— Start of RECORDS SUPPLIED —

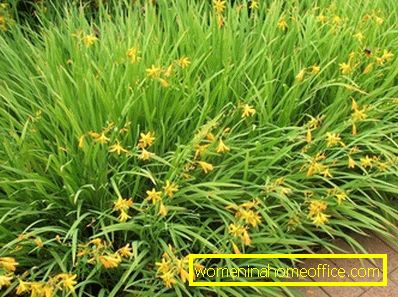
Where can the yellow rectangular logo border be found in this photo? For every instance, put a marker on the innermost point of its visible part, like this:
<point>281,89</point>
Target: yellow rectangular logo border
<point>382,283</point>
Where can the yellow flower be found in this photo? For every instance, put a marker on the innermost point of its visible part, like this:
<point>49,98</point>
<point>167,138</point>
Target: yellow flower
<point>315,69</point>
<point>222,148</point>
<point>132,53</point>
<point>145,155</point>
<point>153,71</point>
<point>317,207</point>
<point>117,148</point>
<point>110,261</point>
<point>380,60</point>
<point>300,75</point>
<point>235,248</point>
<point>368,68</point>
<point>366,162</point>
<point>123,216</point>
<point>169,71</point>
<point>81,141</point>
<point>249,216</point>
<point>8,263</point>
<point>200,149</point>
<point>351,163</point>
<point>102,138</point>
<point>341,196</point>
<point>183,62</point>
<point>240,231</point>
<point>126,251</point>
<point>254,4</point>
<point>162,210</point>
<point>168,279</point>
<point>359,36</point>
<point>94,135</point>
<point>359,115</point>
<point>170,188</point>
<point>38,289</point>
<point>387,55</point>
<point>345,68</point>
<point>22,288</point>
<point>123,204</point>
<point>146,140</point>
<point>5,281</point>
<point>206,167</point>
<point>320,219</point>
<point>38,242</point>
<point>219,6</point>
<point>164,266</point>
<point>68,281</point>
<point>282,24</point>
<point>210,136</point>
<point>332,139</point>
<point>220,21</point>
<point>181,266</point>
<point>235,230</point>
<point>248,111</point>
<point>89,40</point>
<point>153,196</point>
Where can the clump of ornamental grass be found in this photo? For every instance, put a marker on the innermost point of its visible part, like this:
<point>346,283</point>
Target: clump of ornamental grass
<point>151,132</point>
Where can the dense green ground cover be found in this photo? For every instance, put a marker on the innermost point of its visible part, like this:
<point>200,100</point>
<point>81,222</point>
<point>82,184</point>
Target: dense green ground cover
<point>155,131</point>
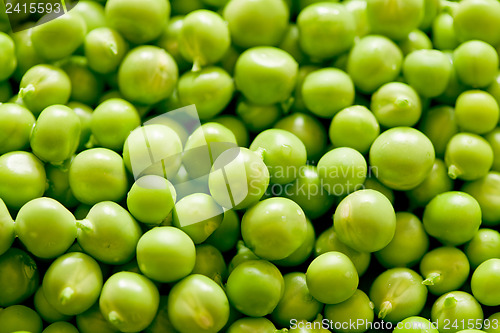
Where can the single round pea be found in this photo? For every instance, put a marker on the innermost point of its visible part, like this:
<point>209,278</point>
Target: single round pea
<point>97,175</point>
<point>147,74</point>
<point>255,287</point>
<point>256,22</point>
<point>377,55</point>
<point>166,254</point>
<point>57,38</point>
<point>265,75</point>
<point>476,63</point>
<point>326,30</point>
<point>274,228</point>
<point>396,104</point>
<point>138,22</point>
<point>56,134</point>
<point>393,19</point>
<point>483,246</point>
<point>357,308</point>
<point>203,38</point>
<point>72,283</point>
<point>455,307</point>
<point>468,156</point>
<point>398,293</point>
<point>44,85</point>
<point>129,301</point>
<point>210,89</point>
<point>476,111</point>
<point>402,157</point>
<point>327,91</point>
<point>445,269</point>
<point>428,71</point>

— End of RECORDS SUPPLIED —
— Start of RECORDS SUPPLIED —

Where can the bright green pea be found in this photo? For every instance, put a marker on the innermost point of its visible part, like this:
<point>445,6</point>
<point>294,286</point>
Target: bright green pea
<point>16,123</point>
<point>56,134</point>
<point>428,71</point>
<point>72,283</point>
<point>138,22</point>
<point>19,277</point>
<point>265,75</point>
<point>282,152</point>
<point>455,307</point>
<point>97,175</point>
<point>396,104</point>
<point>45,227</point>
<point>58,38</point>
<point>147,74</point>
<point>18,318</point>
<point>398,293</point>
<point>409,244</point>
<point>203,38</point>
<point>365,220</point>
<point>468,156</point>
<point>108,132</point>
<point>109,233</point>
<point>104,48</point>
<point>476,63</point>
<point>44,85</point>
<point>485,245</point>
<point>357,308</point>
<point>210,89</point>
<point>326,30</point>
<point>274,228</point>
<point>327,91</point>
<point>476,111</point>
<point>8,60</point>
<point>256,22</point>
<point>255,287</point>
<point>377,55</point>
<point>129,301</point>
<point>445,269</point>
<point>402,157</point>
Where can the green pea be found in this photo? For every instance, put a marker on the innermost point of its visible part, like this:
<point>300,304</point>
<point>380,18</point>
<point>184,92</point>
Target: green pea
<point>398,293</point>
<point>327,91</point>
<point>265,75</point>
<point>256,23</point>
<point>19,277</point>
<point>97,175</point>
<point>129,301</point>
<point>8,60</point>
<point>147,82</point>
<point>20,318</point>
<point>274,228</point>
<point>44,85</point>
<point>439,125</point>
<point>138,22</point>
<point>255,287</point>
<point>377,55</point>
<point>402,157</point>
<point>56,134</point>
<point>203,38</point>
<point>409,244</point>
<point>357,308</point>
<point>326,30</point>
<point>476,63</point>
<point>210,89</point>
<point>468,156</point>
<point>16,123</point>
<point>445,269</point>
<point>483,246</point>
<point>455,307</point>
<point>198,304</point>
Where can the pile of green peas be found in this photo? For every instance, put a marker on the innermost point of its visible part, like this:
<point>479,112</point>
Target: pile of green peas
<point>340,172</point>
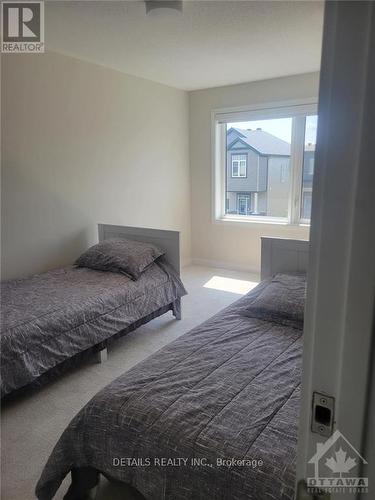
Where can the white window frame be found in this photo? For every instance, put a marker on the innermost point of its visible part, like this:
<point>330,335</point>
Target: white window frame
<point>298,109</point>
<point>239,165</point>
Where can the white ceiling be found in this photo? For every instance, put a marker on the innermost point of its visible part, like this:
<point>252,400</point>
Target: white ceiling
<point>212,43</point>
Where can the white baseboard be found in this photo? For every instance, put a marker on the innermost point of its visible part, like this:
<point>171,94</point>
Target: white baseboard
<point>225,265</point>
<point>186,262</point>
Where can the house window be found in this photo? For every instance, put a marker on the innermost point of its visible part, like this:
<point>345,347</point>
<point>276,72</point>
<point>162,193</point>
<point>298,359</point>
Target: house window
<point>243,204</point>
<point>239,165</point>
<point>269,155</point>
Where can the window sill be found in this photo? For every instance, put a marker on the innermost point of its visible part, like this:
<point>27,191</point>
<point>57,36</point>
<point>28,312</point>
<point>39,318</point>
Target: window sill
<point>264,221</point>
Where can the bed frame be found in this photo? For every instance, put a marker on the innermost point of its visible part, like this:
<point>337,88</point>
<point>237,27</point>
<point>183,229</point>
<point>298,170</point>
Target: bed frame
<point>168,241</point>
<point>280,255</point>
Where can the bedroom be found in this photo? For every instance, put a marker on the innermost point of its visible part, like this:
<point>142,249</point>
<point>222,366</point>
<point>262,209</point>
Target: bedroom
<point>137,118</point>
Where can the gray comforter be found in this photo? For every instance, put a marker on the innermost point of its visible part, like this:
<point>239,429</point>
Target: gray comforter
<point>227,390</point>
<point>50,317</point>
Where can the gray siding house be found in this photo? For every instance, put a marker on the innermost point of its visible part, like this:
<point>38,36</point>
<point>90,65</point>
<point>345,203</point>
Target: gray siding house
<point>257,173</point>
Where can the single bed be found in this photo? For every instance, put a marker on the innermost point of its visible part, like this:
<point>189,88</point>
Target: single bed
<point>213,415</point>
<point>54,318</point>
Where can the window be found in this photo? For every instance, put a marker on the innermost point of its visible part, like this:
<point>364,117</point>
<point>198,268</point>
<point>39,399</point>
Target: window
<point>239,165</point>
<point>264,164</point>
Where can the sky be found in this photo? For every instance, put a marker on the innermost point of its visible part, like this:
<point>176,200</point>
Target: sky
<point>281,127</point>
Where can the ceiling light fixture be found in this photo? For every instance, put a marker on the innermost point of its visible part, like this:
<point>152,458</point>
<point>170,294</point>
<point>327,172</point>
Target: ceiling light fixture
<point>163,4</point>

— End of RECORDS SUPPLIED —
— Start of RECORDS SUPPLIED —

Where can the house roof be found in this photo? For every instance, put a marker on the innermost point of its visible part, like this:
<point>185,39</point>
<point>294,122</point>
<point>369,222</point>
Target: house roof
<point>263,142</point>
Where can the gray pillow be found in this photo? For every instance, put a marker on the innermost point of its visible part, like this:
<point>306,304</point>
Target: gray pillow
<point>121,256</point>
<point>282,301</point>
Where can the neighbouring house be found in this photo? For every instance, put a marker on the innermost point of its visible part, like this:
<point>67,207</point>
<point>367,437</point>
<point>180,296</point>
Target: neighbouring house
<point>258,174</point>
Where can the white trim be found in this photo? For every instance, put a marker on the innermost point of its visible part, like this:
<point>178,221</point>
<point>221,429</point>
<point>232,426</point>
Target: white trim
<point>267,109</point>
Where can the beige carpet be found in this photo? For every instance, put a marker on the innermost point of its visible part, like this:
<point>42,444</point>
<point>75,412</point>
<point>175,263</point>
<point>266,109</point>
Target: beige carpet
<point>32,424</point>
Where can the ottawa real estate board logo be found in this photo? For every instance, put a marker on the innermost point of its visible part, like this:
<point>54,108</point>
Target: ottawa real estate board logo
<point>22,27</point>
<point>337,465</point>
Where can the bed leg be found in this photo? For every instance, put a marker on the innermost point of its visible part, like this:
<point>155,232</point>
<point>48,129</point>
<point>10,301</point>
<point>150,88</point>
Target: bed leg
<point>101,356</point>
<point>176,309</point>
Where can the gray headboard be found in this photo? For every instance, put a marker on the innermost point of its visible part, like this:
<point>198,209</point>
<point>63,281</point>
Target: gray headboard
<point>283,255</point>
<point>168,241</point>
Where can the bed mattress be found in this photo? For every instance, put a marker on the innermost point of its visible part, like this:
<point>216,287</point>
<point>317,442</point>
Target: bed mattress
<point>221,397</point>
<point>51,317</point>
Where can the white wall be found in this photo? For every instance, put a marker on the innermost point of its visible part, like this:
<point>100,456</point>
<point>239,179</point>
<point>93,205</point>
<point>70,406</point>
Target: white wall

— End of RECORDS SUPPLIED —

▶ [AIM] How many lines in the records above contain the string "wall"? Matching is case-sensitive, and the answer should be only the number.

▶ [RESPONSE TO THE TASK] 2